▶ RECORDS:
========================

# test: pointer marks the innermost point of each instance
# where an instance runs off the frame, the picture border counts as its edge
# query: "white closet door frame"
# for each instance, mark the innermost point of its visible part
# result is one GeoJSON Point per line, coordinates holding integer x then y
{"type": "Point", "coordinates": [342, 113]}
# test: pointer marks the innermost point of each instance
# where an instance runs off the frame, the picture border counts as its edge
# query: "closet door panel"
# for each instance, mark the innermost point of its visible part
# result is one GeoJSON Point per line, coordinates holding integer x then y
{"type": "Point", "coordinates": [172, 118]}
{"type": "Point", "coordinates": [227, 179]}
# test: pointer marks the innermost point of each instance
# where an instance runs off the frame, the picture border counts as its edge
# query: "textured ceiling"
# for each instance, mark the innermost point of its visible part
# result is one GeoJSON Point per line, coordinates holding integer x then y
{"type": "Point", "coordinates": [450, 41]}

========================

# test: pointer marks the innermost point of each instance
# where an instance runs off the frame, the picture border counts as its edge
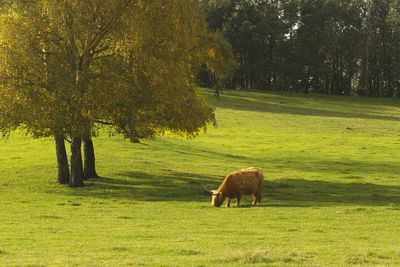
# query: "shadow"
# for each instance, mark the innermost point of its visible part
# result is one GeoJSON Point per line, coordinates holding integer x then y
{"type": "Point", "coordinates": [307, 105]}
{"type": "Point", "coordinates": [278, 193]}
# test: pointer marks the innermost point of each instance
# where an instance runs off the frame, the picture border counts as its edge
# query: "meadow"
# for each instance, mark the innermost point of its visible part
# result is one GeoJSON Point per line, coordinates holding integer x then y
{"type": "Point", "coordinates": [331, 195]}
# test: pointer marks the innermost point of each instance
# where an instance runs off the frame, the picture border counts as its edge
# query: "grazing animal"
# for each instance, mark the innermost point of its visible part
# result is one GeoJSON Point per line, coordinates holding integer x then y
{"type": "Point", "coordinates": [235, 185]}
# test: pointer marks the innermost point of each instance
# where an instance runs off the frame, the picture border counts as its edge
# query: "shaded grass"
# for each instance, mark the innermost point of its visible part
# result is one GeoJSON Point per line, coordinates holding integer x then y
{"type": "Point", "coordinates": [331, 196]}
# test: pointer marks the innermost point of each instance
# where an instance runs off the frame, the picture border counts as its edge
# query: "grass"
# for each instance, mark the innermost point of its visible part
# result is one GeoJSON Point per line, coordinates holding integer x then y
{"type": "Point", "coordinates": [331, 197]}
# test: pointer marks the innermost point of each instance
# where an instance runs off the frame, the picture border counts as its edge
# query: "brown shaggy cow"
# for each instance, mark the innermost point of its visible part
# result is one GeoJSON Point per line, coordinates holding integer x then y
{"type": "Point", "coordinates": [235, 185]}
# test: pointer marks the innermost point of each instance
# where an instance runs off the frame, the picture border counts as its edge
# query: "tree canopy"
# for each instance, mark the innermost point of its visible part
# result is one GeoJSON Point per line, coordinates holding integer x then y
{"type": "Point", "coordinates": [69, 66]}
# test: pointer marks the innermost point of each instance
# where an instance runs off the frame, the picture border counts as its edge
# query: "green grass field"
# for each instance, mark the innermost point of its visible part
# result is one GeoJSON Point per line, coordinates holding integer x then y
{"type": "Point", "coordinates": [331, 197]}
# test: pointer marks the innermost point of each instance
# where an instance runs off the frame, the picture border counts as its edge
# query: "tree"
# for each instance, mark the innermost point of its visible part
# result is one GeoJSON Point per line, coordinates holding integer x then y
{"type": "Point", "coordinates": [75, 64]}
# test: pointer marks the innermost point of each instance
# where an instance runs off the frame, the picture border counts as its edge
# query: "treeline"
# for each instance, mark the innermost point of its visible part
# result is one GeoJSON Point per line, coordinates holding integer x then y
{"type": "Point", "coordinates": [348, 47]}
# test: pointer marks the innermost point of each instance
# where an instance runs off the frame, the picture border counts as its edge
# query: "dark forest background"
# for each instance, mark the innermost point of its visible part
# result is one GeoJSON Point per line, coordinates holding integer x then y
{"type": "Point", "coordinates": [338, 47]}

========================

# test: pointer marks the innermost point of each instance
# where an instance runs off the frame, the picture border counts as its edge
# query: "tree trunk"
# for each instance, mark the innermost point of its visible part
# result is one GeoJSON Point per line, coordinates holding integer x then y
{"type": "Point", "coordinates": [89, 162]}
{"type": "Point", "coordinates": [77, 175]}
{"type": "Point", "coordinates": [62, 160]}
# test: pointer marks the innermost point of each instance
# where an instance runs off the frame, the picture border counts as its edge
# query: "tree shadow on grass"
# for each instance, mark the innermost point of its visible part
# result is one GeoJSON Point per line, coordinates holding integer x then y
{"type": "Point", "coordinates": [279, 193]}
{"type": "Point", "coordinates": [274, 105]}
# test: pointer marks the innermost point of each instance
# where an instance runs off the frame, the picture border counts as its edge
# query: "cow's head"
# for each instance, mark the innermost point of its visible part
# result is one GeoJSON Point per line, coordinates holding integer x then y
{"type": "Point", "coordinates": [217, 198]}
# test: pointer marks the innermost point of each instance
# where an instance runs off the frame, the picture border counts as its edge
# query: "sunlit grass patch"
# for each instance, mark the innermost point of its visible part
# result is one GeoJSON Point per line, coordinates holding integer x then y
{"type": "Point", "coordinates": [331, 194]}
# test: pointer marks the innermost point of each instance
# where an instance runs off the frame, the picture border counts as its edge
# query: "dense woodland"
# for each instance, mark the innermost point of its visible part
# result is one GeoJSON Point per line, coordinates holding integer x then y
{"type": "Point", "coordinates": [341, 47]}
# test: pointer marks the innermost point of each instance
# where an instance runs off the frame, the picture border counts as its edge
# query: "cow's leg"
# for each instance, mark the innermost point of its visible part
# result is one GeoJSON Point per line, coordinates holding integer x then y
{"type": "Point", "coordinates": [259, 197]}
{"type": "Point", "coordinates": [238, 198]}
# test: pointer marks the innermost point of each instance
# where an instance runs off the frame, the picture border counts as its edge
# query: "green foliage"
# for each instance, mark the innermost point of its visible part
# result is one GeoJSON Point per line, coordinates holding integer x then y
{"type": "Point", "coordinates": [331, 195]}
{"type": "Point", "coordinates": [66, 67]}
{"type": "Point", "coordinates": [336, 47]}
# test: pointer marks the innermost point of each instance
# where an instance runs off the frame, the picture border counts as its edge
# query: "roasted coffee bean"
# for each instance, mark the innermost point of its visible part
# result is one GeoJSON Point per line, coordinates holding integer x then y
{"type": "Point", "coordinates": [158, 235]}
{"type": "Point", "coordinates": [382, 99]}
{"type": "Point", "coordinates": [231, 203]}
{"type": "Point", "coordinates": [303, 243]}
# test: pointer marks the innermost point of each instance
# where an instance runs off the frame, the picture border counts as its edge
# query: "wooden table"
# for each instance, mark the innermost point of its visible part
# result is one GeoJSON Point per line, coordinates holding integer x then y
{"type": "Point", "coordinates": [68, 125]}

========================

From the material above, extract every line containing the string "shadow", keeping each line's wording and order unchanged.

# query: "shadow"
# query: "tree shadow on grass"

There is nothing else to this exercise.